» **Dataset content**:
⟨
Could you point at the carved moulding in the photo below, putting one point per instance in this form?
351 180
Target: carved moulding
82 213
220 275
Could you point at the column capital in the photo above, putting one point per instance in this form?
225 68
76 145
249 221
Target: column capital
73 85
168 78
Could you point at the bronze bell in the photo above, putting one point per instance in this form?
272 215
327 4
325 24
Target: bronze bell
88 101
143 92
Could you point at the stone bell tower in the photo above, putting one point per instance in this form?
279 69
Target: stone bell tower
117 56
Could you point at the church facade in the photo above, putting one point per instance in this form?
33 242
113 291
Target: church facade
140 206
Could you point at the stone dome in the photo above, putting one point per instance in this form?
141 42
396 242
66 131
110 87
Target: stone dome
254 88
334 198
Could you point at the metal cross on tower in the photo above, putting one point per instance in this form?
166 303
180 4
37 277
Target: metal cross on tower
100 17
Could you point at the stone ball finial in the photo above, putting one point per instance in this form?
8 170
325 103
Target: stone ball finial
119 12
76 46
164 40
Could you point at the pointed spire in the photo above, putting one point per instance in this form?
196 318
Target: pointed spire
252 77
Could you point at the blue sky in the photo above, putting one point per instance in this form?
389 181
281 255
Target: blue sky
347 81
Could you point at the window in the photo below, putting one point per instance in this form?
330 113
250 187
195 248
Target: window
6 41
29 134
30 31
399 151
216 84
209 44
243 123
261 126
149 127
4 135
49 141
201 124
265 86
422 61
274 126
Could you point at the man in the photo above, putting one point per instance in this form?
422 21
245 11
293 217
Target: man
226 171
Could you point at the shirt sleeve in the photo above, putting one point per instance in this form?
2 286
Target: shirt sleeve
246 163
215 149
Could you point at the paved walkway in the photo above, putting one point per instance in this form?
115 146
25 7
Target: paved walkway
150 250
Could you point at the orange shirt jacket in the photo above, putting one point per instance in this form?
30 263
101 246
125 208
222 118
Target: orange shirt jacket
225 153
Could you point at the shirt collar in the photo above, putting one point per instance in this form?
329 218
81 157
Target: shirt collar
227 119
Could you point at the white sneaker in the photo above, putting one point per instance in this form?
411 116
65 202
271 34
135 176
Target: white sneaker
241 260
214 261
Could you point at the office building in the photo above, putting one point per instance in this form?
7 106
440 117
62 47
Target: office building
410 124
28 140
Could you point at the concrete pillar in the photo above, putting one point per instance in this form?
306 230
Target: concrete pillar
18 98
⟩
» **Task details**:
What is the number of lines in the data above that include the word "below"? Answer with that number only.

» **Solution for this task**:
2